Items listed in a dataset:
########

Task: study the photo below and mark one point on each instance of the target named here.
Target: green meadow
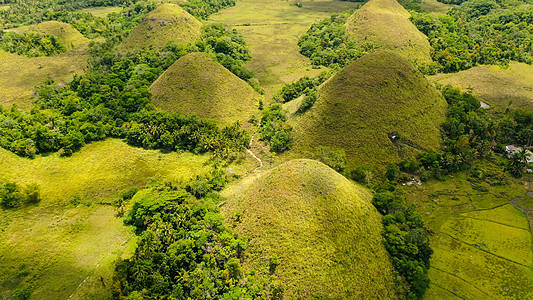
(271, 29)
(102, 11)
(67, 245)
(481, 237)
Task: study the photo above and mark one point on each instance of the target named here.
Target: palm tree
(519, 162)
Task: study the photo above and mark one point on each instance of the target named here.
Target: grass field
(20, 74)
(102, 12)
(482, 242)
(196, 84)
(434, 6)
(322, 228)
(271, 29)
(495, 85)
(360, 107)
(73, 233)
(67, 35)
(386, 24)
(166, 23)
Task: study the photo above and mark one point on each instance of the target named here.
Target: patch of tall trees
(406, 240)
(470, 135)
(31, 44)
(327, 44)
(479, 32)
(112, 99)
(184, 250)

########

[Instructions to follow] An exact transcription of the records above is needed, with no pictures included.

[Task answer]
Task: study the photo below and mark one point on each instance of the target named here.
Target: green meadow
(271, 29)
(102, 11)
(67, 245)
(481, 237)
Task: study the photo above and mark one point on each instance of the target named here.
Target: palm tree
(519, 162)
Task: study the photo above and mark one point on each instance of the target named here.
Target: grass field
(20, 74)
(102, 12)
(482, 242)
(196, 84)
(434, 6)
(322, 228)
(271, 29)
(495, 85)
(360, 107)
(73, 233)
(67, 35)
(386, 24)
(166, 23)
Task: study the photo above and mark one point on each instance of the target named here.
Target: patch of tall trees
(406, 240)
(470, 135)
(31, 44)
(327, 44)
(479, 32)
(112, 99)
(184, 250)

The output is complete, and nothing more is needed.